Materials provided:
====
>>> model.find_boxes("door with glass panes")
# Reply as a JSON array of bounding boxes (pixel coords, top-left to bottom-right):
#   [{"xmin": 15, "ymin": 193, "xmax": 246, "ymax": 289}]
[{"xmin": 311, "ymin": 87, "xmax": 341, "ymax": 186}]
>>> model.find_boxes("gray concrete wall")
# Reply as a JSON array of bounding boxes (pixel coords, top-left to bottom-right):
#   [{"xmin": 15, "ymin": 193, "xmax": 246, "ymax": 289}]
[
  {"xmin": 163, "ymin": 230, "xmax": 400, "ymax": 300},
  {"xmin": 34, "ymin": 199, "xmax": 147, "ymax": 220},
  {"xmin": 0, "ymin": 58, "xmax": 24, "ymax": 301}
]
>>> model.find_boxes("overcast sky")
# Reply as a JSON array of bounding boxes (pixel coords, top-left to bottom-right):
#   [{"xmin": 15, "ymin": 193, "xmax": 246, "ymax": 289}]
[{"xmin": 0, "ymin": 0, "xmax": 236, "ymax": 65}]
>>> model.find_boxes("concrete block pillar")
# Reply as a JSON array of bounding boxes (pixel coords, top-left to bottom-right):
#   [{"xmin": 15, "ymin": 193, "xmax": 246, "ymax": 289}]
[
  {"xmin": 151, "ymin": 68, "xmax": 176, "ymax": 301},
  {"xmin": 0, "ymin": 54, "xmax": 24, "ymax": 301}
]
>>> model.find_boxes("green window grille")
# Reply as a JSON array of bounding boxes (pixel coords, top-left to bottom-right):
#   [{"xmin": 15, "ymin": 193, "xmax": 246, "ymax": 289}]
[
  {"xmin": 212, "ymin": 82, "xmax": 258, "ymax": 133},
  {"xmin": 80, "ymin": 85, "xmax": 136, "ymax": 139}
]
====
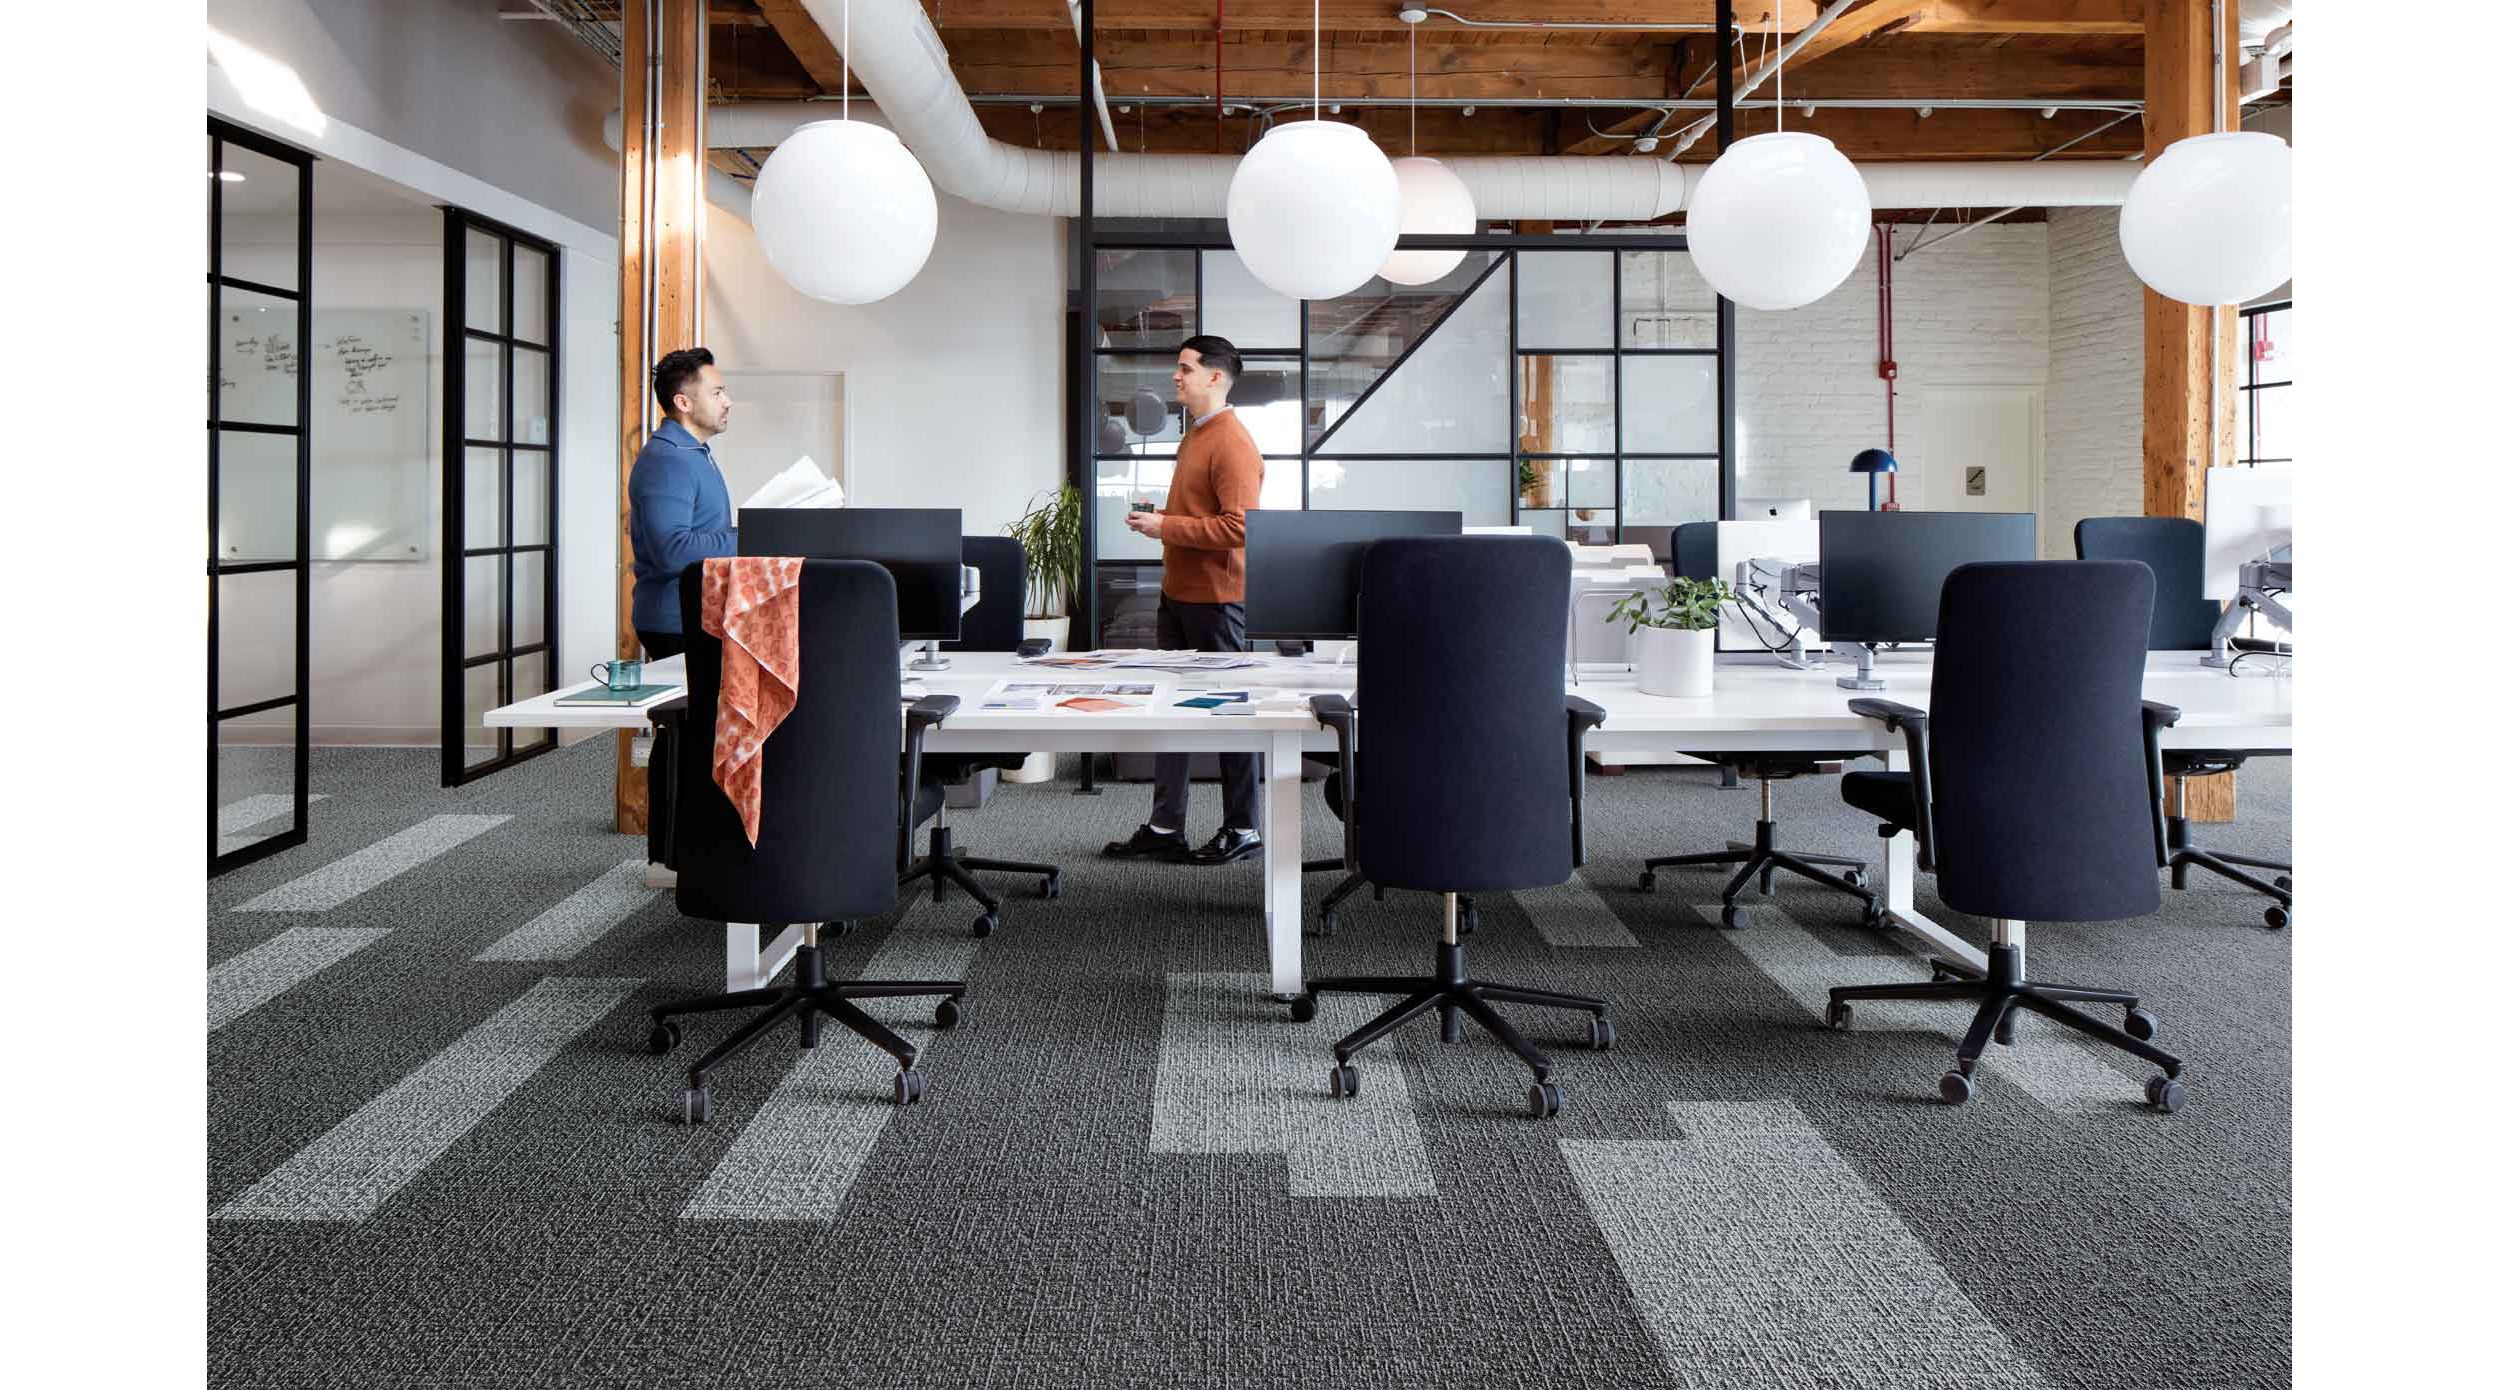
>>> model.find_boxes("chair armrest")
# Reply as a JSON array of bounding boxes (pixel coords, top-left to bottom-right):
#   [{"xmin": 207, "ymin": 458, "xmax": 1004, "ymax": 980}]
====
Task description: If a line above holds the word "concrete", copy it.

Written solution:
>>> model.find_boxes("gray concrete wall")
>>> model.find_boxes("concrete block pillar")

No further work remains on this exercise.